_Source text_:
━━━━━━━━━━━━━━━━━━━━
Continuing Theological Deviance
John 6:35 contains the first “I am” statement in John concluded with a predicate nominative. The grammar of such constructions has occupied Greek scholars for centuries. However, the real import here is, as Lewis points out, the incarnational theology of the Gospel. “I am” is the real name of the God of Israel, and Jesus identifies fully as that “I am.” The predicate nominatives expand and interpret the incarnational meaning of that name.
Up until this point, Jesus has been somewhat oblique in his identification with the manna from heaven. “Jesus identifies himself as the bread of the Scripture, the manna God is currently giving to the people,” Hylen (2013) writes. “Manna,” she continues, “is not a substance of days gone by, but something available now in Jesus” (page 343).
The manna image describes survival in the wilderness, sustained by God, Hylen notes. Receiving and benefitting from the manna required obedience to God’s command, especially when it came to gathering only as much as was needed for the day (and twice as much on the day before the Sabbath). So, Hylen (2013) notes, by Jesus’ time, manna had become a metaphor for God’s word or God’s wisdom (page 345).

“Manna is a theologically rich concept that brings with it notions of life, death, and following in God’s ways,” Hylen (2013) writes. “John uses all of these concepts to understand Jesus,” she continues. “Those who believe have a different sort of life than the life of mere survival and existence without faith. As manna,” Hylen concludes, “Jesus makes available a life that goes beyond sustenance” (page 345).
━━━━━━━━━━━━━━━━━━━━
_What to do_: Carry on the commentary on Jesus as the bread of life from the point where it stops.
━━━━━━━━━━━━━━━━━━━━
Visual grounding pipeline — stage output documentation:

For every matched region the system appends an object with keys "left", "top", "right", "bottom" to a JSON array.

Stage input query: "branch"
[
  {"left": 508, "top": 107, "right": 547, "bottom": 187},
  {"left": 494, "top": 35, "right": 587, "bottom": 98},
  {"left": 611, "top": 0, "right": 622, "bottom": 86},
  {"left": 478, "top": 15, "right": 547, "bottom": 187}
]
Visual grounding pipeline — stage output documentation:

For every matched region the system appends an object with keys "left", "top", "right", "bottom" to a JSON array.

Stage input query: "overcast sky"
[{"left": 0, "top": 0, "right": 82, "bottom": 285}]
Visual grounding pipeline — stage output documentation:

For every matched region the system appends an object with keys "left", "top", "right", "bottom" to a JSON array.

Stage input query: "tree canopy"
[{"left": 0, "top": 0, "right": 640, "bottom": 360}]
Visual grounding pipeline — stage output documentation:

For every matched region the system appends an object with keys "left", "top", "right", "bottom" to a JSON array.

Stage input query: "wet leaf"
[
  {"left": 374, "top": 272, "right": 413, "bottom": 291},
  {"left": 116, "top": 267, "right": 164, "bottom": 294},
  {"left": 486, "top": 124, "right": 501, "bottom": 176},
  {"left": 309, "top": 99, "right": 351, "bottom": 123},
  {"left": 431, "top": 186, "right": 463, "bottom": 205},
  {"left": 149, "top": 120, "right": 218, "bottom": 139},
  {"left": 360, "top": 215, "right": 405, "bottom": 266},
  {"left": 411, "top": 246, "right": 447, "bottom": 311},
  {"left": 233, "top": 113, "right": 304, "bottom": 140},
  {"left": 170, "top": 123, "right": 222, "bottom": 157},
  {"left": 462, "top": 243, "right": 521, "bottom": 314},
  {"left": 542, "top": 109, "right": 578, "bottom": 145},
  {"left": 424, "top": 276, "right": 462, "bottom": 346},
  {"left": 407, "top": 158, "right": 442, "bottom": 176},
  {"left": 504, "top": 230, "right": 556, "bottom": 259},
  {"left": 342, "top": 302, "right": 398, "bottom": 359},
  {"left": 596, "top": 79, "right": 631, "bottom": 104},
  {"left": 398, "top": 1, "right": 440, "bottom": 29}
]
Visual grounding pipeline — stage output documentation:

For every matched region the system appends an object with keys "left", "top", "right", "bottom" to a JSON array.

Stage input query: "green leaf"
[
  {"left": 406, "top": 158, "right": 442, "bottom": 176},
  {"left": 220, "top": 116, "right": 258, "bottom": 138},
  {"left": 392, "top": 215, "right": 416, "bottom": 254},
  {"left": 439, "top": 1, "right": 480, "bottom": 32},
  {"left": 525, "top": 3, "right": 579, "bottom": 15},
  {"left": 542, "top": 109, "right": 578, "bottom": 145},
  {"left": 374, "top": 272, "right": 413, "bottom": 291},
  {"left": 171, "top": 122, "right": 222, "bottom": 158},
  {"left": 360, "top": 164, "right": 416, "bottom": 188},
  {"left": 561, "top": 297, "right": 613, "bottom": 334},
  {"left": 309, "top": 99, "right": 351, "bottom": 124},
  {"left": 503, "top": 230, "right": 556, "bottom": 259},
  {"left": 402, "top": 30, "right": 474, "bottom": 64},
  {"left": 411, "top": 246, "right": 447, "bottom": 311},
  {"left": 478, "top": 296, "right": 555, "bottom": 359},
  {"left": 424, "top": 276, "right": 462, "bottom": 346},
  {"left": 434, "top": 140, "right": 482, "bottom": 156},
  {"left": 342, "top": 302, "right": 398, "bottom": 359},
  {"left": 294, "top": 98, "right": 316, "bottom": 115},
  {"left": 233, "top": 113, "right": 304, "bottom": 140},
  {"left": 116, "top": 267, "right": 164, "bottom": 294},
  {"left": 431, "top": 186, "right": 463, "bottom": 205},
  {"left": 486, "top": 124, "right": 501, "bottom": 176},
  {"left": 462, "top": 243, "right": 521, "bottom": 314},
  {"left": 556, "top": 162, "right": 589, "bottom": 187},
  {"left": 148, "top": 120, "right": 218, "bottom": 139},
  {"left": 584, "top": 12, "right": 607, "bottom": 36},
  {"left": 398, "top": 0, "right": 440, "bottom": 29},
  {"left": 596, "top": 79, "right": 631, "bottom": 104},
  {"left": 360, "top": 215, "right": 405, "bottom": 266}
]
━━━━━━━━━━━━━━━━━━━━
_Exercise result_:
Lewis notes that verses 36-40 are necessary if we are to understand both the interpretation Jesus offers and the critique from the “Jews” that he receives. “Incorporating these verses removed from the lectionary provides the necessary background for what is to be the subject matter of belief in this moment,” Lewis argues. “To believe in Jesus here is to make the connection that he is both the bread God provides that gives life and also the source of the bread” (page 90).
The one who “comes” to Jesus, he proclaims, shall under no circumstances ever hunger. As Wallace points out, the Greek here “is the strongest way to negate something in Greek” (page 468). This construction “rules out even the idea as being a possibility” that one could come to Jesus and still be hungering. What is negated here is the possibility that one could come, or continue to come, to Jesus and somehow lose the gift of the abundant life.
In addition, Jesus notes that whoever is believing in him will never under any circumstances ever thirst. The same Greek negative is used in that second clause. We have once again the present participle form of the Greek for “to believe.” Wallace reminds us that this syntax emphasizes the ongoing, continual nature of saving trust in Jesus. It is probably best to translate the phrase as something like “the one who keeps on believing.”
By extension, that same linguistic logic can and should be applied to the verb for “to come,” also a present participle. “I am the Bread of Life,” Jesus says. “The one who keeps on coming to me will never, ever hunger, and the one who keeps on trusting in me will never, ever be thirsty.” Clearly, the continuing nature of coming and trusting is directly related to the continuing nature of being fed and watered.
We American Christians live in an ecclesial culture strongly shaped by the history of Evangelical piety. A part of that piety is the “conversion story,” where the believer narrates a dramatic, one-time, unrepeatable “coming to Jesus.” I think that one of the unfortunate side effects of that cultural reality is that we form people to think that “once is enough.” Therefore, we tend to make ongoing participation in a faith community optional or even superfluous. That tendency appears to run counter to the assertions about coming and trusting that are made here and elsewhere in John.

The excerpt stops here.